> [Excerpted text]
┄┄┄┄┄┄┄┄┄┄┄┄┄┄┄┄┄┄┄┄

Background: Nevirapine is associated with idiosyncratic reactions such as skin rash, hepatitis and hypersensitivity syndrome, which have the hallmarks of being immune mediated. However, there is little laboratory evidence to support an immune pathogenesis.
Methods: A HIV-positive individual who developed hepatitis within 6 weeks of starting nevirapine, in the absence of any cutaneous manifestations, is described. Other causes of hepatitis were excluded, and the patients liver function normalized on withdrawal of nevirapine. Lymphocytes from the patient, and six individuals with HIV who were on nevirapine without adverse effects, were exposed to nevirapine and its metabolites, and lymphocyte proliferation assessed by 3H-thymidine incorporation on day 5.
Results: The T cells taken from the nevirapine-hypersensitive patient proliferated in the presence of nevirapine with a stimulation index of greater than 2. There was no proliferation with nevirapine metabolites. T cells taken from HIV-positive control individuals showed no proliferation with either nevirapine or its metabolites.
Conclusion: The results from our patient suggest that T cells may be involved in the pathogenesis of nevirapine-induced hepatitis. Larger numbers of patients need to be studied to fully evaluate the role of T cells in nevirapine-induced hepatitis and nevirapine hypersensitivity syndrome.

┄┄┄┄┄┄┄┄┄┄┄┄┄┄┄┄┄┄┄┄

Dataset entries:
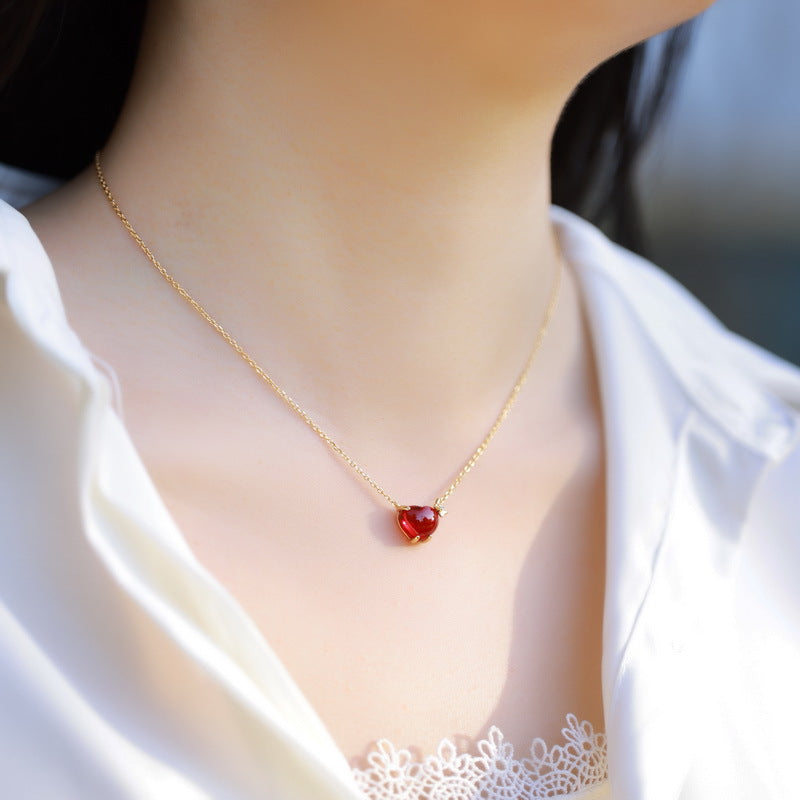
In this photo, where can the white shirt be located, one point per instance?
(128, 671)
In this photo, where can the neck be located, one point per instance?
(377, 210)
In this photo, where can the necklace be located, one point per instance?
(417, 522)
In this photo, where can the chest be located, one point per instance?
(495, 621)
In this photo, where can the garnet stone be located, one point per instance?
(418, 522)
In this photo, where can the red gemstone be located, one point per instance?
(418, 522)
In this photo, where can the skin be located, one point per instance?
(359, 192)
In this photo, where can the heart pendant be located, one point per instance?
(418, 522)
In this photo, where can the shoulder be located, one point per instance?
(750, 392)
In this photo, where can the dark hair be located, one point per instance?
(66, 65)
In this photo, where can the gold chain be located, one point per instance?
(479, 450)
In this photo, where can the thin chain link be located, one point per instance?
(253, 364)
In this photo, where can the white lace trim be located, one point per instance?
(495, 774)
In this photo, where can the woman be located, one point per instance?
(210, 602)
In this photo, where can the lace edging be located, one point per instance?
(494, 774)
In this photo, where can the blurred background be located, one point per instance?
(720, 181)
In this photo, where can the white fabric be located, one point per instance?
(127, 671)
(574, 770)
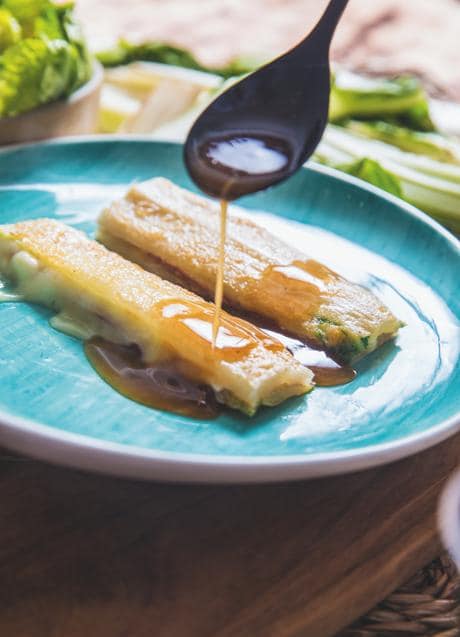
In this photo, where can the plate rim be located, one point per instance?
(85, 452)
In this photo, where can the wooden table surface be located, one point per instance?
(92, 555)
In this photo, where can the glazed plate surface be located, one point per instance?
(406, 395)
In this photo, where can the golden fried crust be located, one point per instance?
(168, 229)
(80, 277)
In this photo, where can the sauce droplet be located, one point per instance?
(160, 386)
(236, 164)
(248, 155)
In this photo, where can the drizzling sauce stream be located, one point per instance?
(244, 160)
(219, 291)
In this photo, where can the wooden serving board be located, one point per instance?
(84, 555)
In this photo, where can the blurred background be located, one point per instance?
(382, 36)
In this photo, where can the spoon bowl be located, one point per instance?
(264, 127)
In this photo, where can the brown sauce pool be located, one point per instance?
(161, 386)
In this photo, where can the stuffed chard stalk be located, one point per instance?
(43, 56)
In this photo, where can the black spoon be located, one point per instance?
(262, 129)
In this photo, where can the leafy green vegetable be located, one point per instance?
(400, 100)
(430, 185)
(49, 63)
(124, 53)
(371, 171)
(10, 29)
(429, 144)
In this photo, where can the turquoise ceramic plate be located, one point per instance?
(406, 395)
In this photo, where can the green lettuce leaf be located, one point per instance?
(124, 53)
(10, 29)
(50, 63)
(371, 171)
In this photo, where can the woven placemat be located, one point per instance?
(428, 604)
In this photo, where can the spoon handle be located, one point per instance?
(324, 29)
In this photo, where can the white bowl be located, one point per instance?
(449, 517)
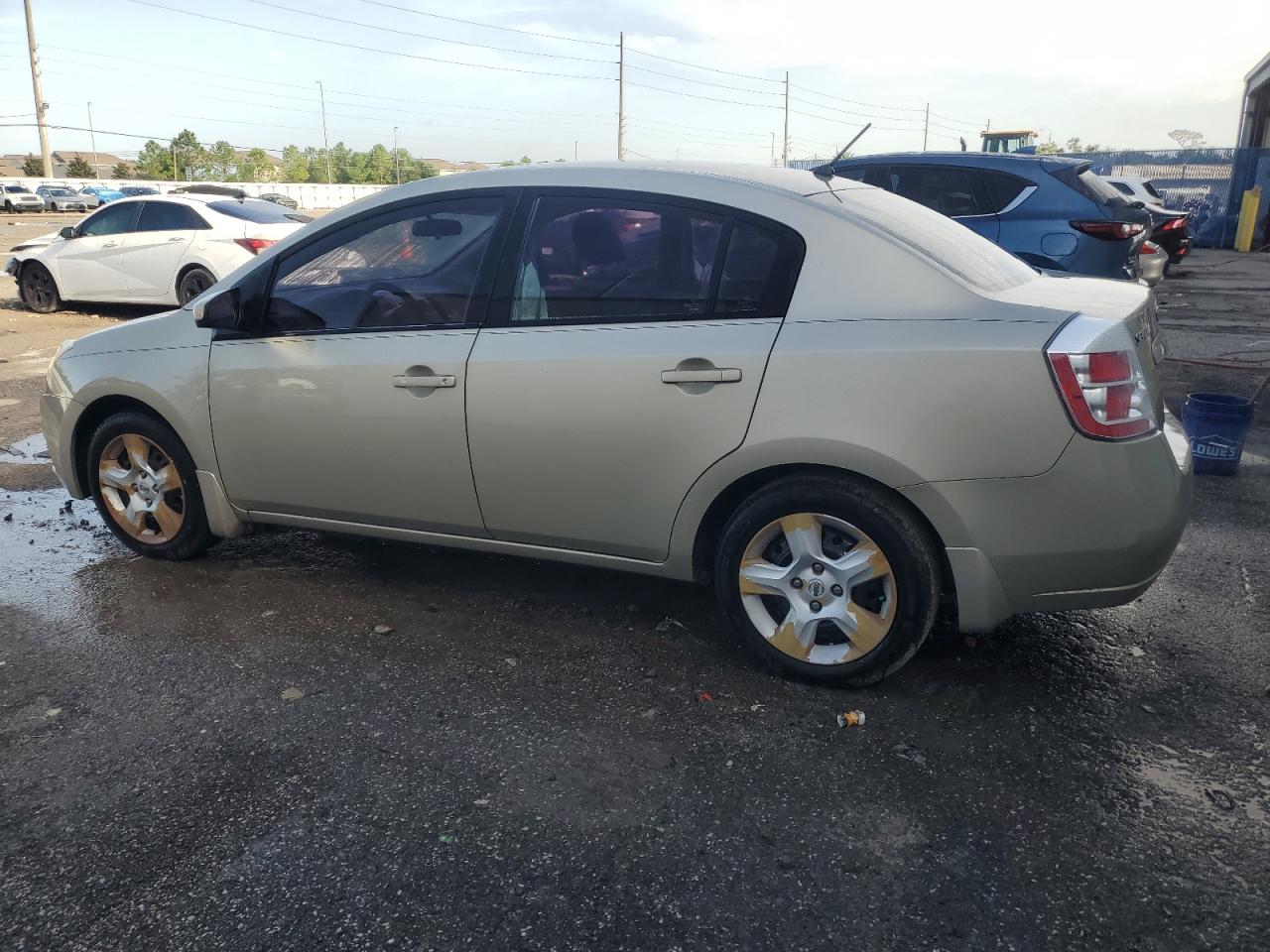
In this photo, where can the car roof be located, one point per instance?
(1003, 162)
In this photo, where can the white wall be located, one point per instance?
(309, 194)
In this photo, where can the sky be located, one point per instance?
(488, 80)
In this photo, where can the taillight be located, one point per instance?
(1103, 391)
(1109, 230)
(254, 245)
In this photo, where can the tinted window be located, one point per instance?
(257, 211)
(975, 261)
(112, 220)
(169, 216)
(597, 261)
(749, 282)
(945, 189)
(414, 267)
(1002, 188)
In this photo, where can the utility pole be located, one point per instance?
(325, 145)
(397, 157)
(96, 173)
(40, 96)
(785, 148)
(621, 95)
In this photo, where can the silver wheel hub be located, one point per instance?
(818, 588)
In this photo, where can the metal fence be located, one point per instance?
(1207, 182)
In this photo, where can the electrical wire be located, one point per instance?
(485, 26)
(423, 36)
(363, 49)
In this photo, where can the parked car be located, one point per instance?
(59, 198)
(278, 198)
(19, 198)
(100, 194)
(839, 408)
(1169, 227)
(1152, 261)
(148, 250)
(1049, 211)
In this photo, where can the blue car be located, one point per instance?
(100, 193)
(1049, 211)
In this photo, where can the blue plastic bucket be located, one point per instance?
(1216, 424)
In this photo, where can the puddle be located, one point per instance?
(42, 547)
(32, 449)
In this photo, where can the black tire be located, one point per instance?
(903, 540)
(193, 537)
(37, 289)
(193, 284)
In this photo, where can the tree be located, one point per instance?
(190, 155)
(1187, 139)
(295, 166)
(154, 162)
(220, 162)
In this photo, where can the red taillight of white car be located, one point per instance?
(1103, 391)
(1109, 230)
(254, 245)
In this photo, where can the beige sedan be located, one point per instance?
(842, 411)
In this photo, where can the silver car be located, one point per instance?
(841, 409)
(19, 198)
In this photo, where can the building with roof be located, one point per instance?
(1255, 121)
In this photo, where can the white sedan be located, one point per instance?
(162, 250)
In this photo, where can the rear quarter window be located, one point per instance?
(952, 245)
(259, 212)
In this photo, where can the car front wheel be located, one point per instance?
(145, 488)
(37, 289)
(193, 284)
(828, 579)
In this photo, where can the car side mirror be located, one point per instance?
(217, 311)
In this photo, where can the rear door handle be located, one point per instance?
(708, 375)
(427, 382)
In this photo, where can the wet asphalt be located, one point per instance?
(223, 754)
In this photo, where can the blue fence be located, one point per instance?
(1207, 182)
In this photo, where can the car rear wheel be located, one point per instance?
(37, 289)
(828, 579)
(193, 284)
(145, 488)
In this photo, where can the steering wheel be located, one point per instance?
(431, 312)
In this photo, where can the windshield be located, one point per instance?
(952, 246)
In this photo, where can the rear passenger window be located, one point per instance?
(169, 216)
(594, 261)
(1002, 188)
(416, 267)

┄┄┄┄┄┄┄┄┄┄┄┄┄┄┄┄┄┄┄┄

> [Work to be completed] Copy out word for word everything in the nevirapine hepatitis abstract from "Methods: A HIV-positive" down to "incorporation on day 5.". Nothing in the records is needed.

> [Final answer]
Methods: A HIV-positive individual who developed hepatitis within 6 weeks of starting nevirapine, in the absence of any cutaneous manifestations, is described. Other causes of hepatitis were excluded, and the patients liver function normalized on withdrawal of nevirapine. Lymphocytes from the patient, and six individuals with HIV who were on nevirapine without adverse effects, were exposed to nevirapine and its metabolites, and lymphocyte proliferation assessed by 3H-thymidine incorporation on day 5.